TEXT SECTION:

Categories: Be the Artist

Be the Artist: Storytelling with Rorschach Inspired Inkblots

Hermann Rorschach was fascinated with a person’s perception of what they see. What kind of stories do you see in inkblots? Image: Lisa Kay Tate

This summer’s Be the Artist 2020 highlights art created with a specific purpose in mind.

The Purpose: Perception with Inkblots

When psychiatrist and amateur artist Hermann Rorschach first created his inkblot tests in the early 20th century, he might not have known these simple inkblots would remain a recognizable image in everything from psychiatry to fine art to pop culture for more than a century.

Rorschach was born in 1884 in Zürich, Switzerland. As the son of an art teacher, he wanted to be an artist before he decided on medicine. In school, according to Encyclopedia Britannica, he had even gained the nickname “Kleck” (inkblot), because he loved drawing and sketching.

When Rorschach began studying medicine he kept his artistic sensibilities with him, including how people use all their senses to absorb and perceive art. In 1918, he first began to design his “inkblot” puzzles (inspired by a similar inkblot study he admired by another Swiss psychiatrist named Syzran Hens) while he was working at a mental hospital in Switzerland. Every individual can look at a shape or image and basically shape the image in their head to fit their perception.

Rorschach and his inkblots have been the inspiration of books, art, fictional characters, and similar inkblot tests designed by other doctors.

When he tested these puzzles (some in black and white and some in color) on both patients of the hospital and other volunteers he also came up with a coded interpretation of people’s response. Over time, as more people took these tests, he found similar patterns to what people of a certain personally traits saw.

INFORMATION:
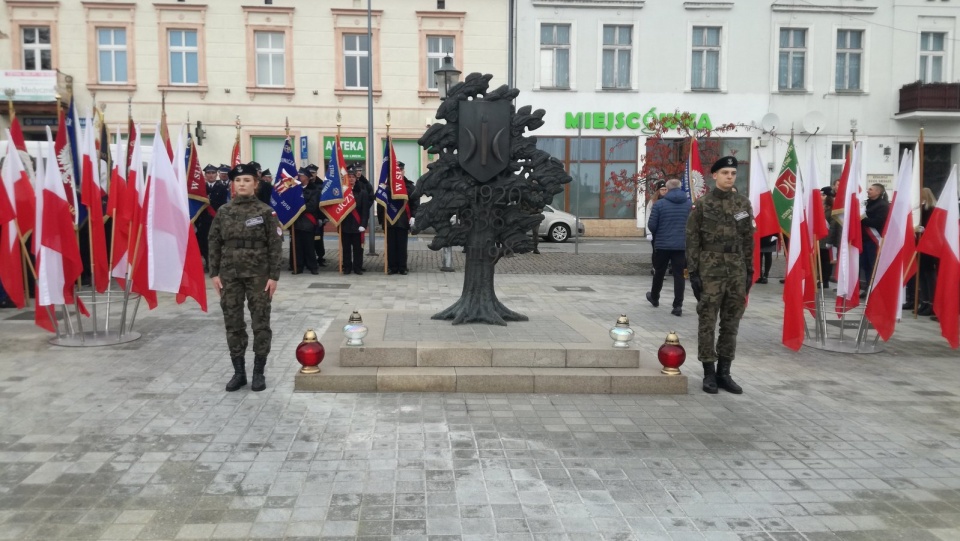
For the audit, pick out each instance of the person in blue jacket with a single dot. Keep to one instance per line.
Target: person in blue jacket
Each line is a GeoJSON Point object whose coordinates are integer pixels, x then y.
{"type": "Point", "coordinates": [668, 219]}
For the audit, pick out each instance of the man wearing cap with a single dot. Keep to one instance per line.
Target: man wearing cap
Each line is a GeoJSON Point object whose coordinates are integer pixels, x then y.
{"type": "Point", "coordinates": [351, 246]}
{"type": "Point", "coordinates": [398, 232]}
{"type": "Point", "coordinates": [245, 246]}
{"type": "Point", "coordinates": [720, 264]}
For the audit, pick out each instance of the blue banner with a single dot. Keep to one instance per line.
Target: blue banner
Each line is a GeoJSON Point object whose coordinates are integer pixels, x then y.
{"type": "Point", "coordinates": [391, 207]}
{"type": "Point", "coordinates": [287, 197]}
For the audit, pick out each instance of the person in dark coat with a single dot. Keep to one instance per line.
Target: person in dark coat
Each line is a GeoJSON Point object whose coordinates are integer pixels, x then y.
{"type": "Point", "coordinates": [399, 231]}
{"type": "Point", "coordinates": [304, 227]}
{"type": "Point", "coordinates": [353, 224]}
{"type": "Point", "coordinates": [265, 187]}
{"type": "Point", "coordinates": [871, 229]}
{"type": "Point", "coordinates": [668, 220]}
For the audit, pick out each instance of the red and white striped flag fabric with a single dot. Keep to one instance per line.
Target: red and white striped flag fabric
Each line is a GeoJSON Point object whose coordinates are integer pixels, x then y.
{"type": "Point", "coordinates": [884, 302]}
{"type": "Point", "coordinates": [171, 265]}
{"type": "Point", "coordinates": [846, 207]}
{"type": "Point", "coordinates": [57, 252]}
{"type": "Point", "coordinates": [798, 273]}
{"type": "Point", "coordinates": [91, 194]}
{"type": "Point", "coordinates": [764, 213]}
{"type": "Point", "coordinates": [11, 262]}
{"type": "Point", "coordinates": [941, 238]}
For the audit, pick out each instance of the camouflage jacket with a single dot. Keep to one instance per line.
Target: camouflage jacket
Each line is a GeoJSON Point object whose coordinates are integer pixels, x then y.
{"type": "Point", "coordinates": [720, 235]}
{"type": "Point", "coordinates": [245, 240]}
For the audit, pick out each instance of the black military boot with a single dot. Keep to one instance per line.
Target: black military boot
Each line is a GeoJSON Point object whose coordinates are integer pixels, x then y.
{"type": "Point", "coordinates": [259, 383]}
{"type": "Point", "coordinates": [239, 378]}
{"type": "Point", "coordinates": [724, 381]}
{"type": "Point", "coordinates": [709, 378]}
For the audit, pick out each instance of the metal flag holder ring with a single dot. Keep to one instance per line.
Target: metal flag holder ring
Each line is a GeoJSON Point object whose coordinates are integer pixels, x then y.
{"type": "Point", "coordinates": [108, 318]}
{"type": "Point", "coordinates": [842, 333]}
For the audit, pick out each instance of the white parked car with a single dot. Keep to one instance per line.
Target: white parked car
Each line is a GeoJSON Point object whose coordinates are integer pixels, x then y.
{"type": "Point", "coordinates": [558, 226]}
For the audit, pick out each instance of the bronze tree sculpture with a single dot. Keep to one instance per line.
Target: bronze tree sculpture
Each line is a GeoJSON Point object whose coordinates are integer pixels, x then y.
{"type": "Point", "coordinates": [488, 188]}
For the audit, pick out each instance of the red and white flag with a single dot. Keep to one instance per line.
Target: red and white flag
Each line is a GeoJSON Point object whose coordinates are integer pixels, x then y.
{"type": "Point", "coordinates": [884, 302]}
{"type": "Point", "coordinates": [764, 213]}
{"type": "Point", "coordinates": [798, 273]}
{"type": "Point", "coordinates": [11, 262]}
{"type": "Point", "coordinates": [846, 208]}
{"type": "Point", "coordinates": [941, 238]}
{"type": "Point", "coordinates": [57, 252]}
{"type": "Point", "coordinates": [174, 263]}
{"type": "Point", "coordinates": [91, 194]}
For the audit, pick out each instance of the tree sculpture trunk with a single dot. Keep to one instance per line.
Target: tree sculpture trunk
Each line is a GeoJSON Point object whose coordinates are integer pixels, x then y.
{"type": "Point", "coordinates": [478, 301]}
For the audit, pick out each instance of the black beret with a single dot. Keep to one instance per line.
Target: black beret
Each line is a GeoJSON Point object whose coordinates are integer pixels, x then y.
{"type": "Point", "coordinates": [726, 161]}
{"type": "Point", "coordinates": [241, 169]}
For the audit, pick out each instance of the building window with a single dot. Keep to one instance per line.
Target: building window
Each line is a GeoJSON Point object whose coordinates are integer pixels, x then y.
{"type": "Point", "coordinates": [356, 59]}
{"type": "Point", "coordinates": [112, 55]}
{"type": "Point", "coordinates": [838, 157]}
{"type": "Point", "coordinates": [617, 46]}
{"type": "Point", "coordinates": [931, 56]}
{"type": "Point", "coordinates": [705, 62]}
{"type": "Point", "coordinates": [849, 60]}
{"type": "Point", "coordinates": [37, 53]}
{"type": "Point", "coordinates": [555, 56]}
{"type": "Point", "coordinates": [270, 58]}
{"type": "Point", "coordinates": [793, 58]}
{"type": "Point", "coordinates": [437, 48]}
{"type": "Point", "coordinates": [184, 54]}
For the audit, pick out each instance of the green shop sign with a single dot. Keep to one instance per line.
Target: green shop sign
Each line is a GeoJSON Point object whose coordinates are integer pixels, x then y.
{"type": "Point", "coordinates": [636, 120]}
{"type": "Point", "coordinates": [354, 148]}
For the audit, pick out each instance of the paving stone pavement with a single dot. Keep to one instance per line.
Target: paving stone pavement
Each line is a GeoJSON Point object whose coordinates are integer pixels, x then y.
{"type": "Point", "coordinates": [140, 441]}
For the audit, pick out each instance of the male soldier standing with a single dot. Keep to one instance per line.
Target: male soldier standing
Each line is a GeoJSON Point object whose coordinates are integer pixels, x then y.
{"type": "Point", "coordinates": [720, 264]}
{"type": "Point", "coordinates": [351, 246]}
{"type": "Point", "coordinates": [245, 245]}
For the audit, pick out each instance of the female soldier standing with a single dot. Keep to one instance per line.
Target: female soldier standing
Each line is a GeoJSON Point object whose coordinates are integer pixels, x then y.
{"type": "Point", "coordinates": [245, 247]}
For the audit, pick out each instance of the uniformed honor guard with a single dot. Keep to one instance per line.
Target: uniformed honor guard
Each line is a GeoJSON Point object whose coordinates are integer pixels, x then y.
{"type": "Point", "coordinates": [720, 264]}
{"type": "Point", "coordinates": [245, 247]}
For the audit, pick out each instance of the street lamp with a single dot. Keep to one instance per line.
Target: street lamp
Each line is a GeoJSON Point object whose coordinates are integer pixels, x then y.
{"type": "Point", "coordinates": [446, 77]}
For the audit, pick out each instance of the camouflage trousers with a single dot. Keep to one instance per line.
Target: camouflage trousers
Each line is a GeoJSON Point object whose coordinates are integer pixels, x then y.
{"type": "Point", "coordinates": [235, 290]}
{"type": "Point", "coordinates": [726, 297]}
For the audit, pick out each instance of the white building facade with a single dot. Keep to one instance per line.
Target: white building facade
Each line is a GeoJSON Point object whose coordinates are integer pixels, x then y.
{"type": "Point", "coordinates": [263, 62]}
{"type": "Point", "coordinates": [828, 70]}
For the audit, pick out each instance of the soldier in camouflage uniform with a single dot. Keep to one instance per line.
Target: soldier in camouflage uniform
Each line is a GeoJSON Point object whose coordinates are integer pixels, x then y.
{"type": "Point", "coordinates": [720, 265]}
{"type": "Point", "coordinates": [245, 241]}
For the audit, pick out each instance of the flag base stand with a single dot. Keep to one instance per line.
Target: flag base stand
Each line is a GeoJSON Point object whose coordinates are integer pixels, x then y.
{"type": "Point", "coordinates": [110, 322]}
{"type": "Point", "coordinates": [91, 339]}
{"type": "Point", "coordinates": [846, 333]}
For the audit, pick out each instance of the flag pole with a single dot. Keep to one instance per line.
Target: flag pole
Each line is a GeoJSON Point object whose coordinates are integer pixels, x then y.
{"type": "Point", "coordinates": [293, 234]}
{"type": "Point", "coordinates": [916, 279]}
{"type": "Point", "coordinates": [339, 233]}
{"type": "Point", "coordinates": [386, 220]}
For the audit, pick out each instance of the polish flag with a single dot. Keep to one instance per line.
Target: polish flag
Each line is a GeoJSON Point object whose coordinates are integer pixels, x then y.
{"type": "Point", "coordinates": [884, 304]}
{"type": "Point", "coordinates": [115, 201]}
{"type": "Point", "coordinates": [20, 189]}
{"type": "Point", "coordinates": [135, 206]}
{"type": "Point", "coordinates": [941, 238]}
{"type": "Point", "coordinates": [816, 224]}
{"type": "Point", "coordinates": [58, 254]}
{"type": "Point", "coordinates": [174, 263]}
{"type": "Point", "coordinates": [11, 264]}
{"type": "Point", "coordinates": [764, 213]}
{"type": "Point", "coordinates": [846, 208]}
{"type": "Point", "coordinates": [91, 195]}
{"type": "Point", "coordinates": [124, 228]}
{"type": "Point", "coordinates": [798, 273]}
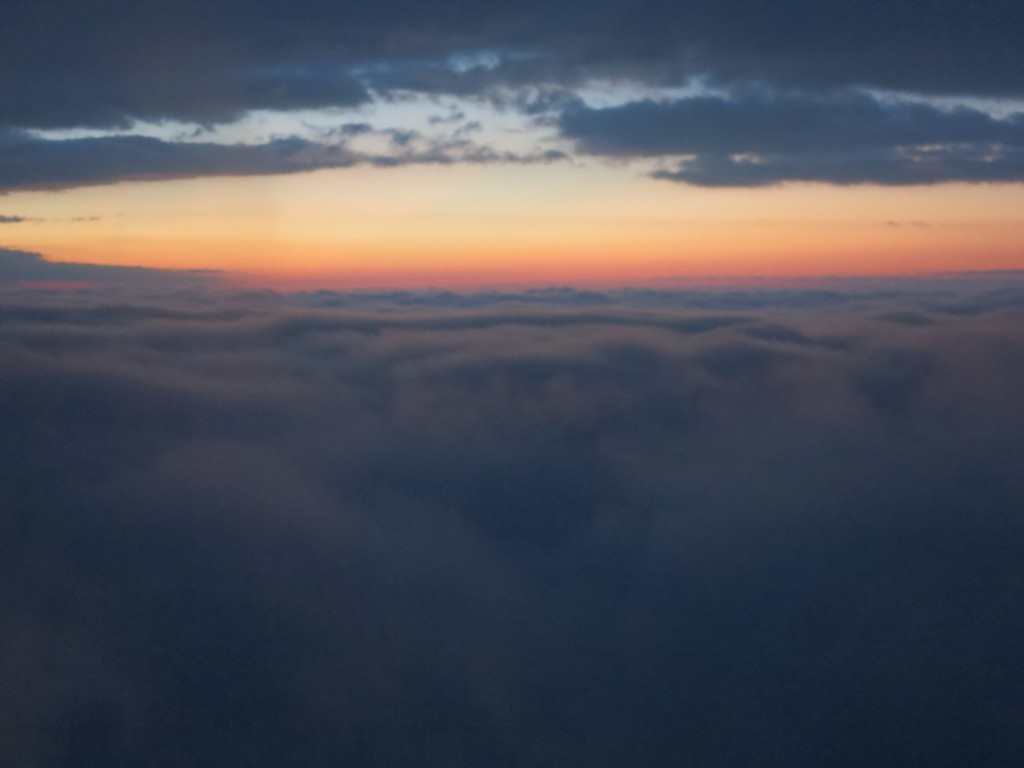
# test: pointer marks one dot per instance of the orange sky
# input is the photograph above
(503, 224)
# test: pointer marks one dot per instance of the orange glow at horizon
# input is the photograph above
(478, 225)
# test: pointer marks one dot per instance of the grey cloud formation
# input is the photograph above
(780, 124)
(22, 266)
(111, 65)
(256, 529)
(891, 167)
(31, 163)
(72, 65)
(751, 140)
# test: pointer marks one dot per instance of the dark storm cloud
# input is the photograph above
(891, 167)
(779, 124)
(240, 529)
(30, 163)
(68, 65)
(766, 138)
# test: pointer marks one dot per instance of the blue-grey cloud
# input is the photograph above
(765, 138)
(68, 66)
(893, 167)
(31, 163)
(250, 529)
(22, 266)
(780, 124)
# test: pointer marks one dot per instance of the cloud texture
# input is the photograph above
(322, 529)
(110, 66)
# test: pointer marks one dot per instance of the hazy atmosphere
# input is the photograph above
(448, 384)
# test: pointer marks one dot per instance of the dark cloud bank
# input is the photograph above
(553, 528)
(792, 77)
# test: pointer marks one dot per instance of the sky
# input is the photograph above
(373, 144)
(511, 384)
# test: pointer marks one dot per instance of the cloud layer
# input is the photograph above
(750, 139)
(324, 529)
(185, 61)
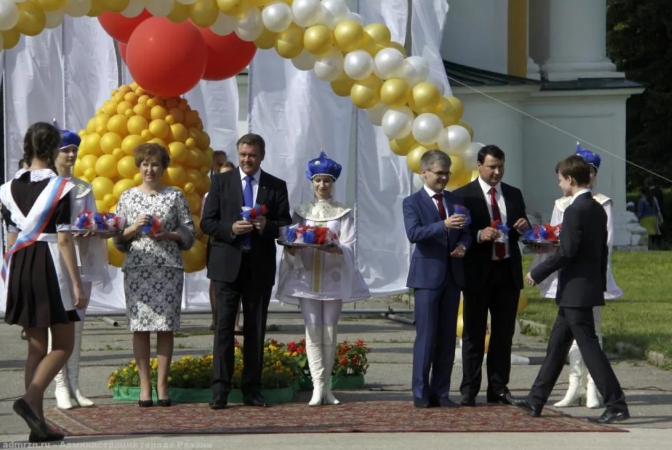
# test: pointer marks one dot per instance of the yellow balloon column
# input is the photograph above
(132, 117)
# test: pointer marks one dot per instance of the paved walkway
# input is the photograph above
(648, 389)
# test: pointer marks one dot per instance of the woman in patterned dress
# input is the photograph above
(321, 280)
(37, 205)
(153, 268)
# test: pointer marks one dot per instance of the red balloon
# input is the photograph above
(166, 58)
(120, 27)
(227, 55)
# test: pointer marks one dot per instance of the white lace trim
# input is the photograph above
(322, 210)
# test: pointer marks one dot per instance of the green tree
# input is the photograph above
(639, 40)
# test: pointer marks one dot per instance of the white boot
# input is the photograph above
(315, 362)
(72, 366)
(62, 393)
(576, 390)
(328, 349)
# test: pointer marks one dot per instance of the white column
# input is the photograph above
(577, 41)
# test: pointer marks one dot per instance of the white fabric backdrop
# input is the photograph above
(383, 180)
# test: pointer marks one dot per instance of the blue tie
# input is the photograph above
(248, 197)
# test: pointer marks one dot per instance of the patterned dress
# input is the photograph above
(153, 270)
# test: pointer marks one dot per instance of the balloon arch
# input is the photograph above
(170, 45)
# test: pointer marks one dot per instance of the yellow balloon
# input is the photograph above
(31, 19)
(180, 12)
(137, 124)
(115, 257)
(109, 142)
(106, 166)
(267, 39)
(342, 85)
(121, 186)
(448, 112)
(204, 13)
(349, 35)
(379, 37)
(413, 158)
(178, 151)
(101, 187)
(127, 168)
(366, 93)
(10, 38)
(402, 146)
(130, 142)
(118, 124)
(290, 42)
(395, 93)
(231, 7)
(468, 127)
(318, 39)
(424, 98)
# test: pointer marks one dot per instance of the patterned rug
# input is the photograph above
(369, 417)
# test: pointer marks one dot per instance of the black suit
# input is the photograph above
(582, 259)
(490, 285)
(236, 273)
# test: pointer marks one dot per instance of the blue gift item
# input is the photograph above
(461, 209)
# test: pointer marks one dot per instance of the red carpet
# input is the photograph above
(369, 417)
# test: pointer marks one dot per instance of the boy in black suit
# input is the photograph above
(582, 257)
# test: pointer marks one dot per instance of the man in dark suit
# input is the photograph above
(436, 275)
(494, 276)
(242, 264)
(582, 281)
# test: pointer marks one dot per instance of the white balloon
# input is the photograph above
(77, 8)
(134, 8)
(398, 122)
(388, 63)
(277, 17)
(414, 70)
(305, 61)
(9, 15)
(307, 12)
(250, 26)
(358, 64)
(470, 155)
(330, 66)
(354, 16)
(160, 8)
(336, 7)
(54, 18)
(377, 113)
(427, 128)
(224, 25)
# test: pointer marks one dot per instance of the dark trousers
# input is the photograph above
(577, 324)
(434, 348)
(500, 296)
(255, 301)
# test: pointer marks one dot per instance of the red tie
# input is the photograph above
(442, 209)
(500, 247)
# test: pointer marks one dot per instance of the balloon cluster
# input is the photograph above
(132, 117)
(189, 40)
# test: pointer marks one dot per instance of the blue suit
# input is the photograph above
(437, 280)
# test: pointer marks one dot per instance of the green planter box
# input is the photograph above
(345, 383)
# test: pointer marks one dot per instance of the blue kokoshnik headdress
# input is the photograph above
(323, 166)
(591, 158)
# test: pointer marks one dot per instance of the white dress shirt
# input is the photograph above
(255, 184)
(499, 198)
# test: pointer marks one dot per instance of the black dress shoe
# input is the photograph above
(611, 416)
(421, 403)
(37, 426)
(533, 409)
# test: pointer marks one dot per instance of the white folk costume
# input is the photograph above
(321, 281)
(581, 384)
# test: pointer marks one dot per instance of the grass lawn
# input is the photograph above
(642, 317)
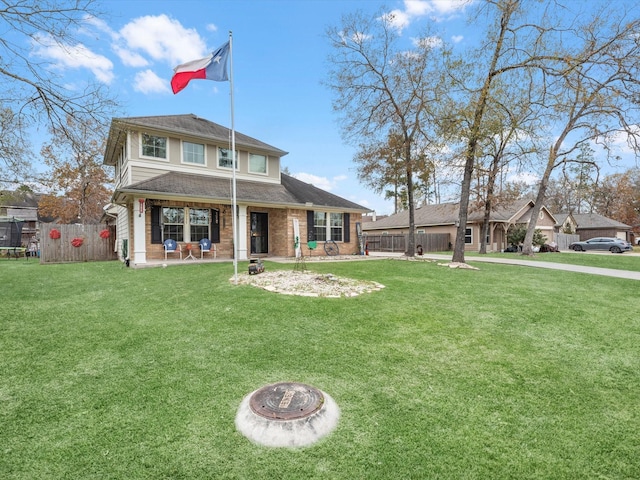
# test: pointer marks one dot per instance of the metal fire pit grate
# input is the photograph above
(286, 401)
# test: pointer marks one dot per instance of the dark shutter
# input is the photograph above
(311, 234)
(215, 226)
(156, 226)
(346, 228)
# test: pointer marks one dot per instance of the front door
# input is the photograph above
(259, 233)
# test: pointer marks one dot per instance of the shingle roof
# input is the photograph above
(446, 214)
(593, 220)
(186, 124)
(291, 192)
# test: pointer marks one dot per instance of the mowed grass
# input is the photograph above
(504, 372)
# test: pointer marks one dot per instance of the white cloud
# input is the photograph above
(527, 178)
(400, 19)
(418, 8)
(449, 6)
(163, 39)
(73, 57)
(130, 58)
(147, 81)
(324, 183)
(397, 19)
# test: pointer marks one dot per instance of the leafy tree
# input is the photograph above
(31, 90)
(385, 96)
(79, 183)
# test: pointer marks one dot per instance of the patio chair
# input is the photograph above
(206, 247)
(171, 246)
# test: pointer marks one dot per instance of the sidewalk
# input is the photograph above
(608, 272)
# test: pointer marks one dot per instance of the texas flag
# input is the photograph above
(213, 67)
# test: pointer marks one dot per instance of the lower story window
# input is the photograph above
(328, 226)
(173, 223)
(199, 220)
(186, 224)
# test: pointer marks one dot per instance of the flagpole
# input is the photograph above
(233, 165)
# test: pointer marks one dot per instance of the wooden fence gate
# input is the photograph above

ASSIGNMENT 1:
Copy everything in the Rorschach inkblot article from "Categories: Be the" down to "than a century.".
ASSIGNMENT 2:
Answer these questions from the Rorschach inkblot article:
(a) In what year and city was Rorschach born?
(b) What nickname did he gain in school?
(c) In what year did he first begin designing his inkblot puzzles?
ASSIGNMENT 3:
Go on with the Rorschach inkblot article, starting after its final sentence.
The listing is separate material, apart from the Rorschach inkblot article.

YOUR RESPONSE 1:
Categories: Be the Artist

Be the Artist: Storytelling with Rorschach Inspired Inkblots

Hermann Rorschach was fascinated with a person’s perception of what they see. What kind of stories do you see in inkblots? Image: Lisa Kay Tate

This summer’s Be the Artist 2020 highlights art created with a specific purpose in mind.

The Purpose: Perception with Inkblots

When psychiatrist and amateur artist Hermann Rorschach first created his inkblot tests in the early 20th century, he might not have known these simple inkblots would remain a recognizable image in everything from psychiatry to fine art to pop culture for more than a century.

YOUR RESPONSE 2:
(a) 1884, in Zürich, Switzerland
(b) "Kleck" (inkblot)
(c) 1918

YOUR RESPONSE 3:
Rorschach died suddenly at age 37, due to a ruptured appendix not long after publishing his studies in a book on Psychodiagnostics. Soon, other individuals in fields from medicine, art, forensics, and even anthropology begin using the test for their own purposes, each using their own ways of coding interpretations. Others have created their own inkblot tests using their own designs and methods. Today, many of the common interpretations of the inkblots have been revealed, making it harder for some to make an objective observation of what they see.

In this short Ted-Ed look at Rorschach’s designs, it shows that even today, some experts feel his designs have long been disproven, while other reviews still find it very effective:

Rorschach even acknowledged the doubt people may have had towards his inkblot tests in his book, Psychodiagnostics: A Diagnostic Test based on Perception:

“It is always daring to draw conclusions about the way an individual experiences life from the results of an experiment,” he noted.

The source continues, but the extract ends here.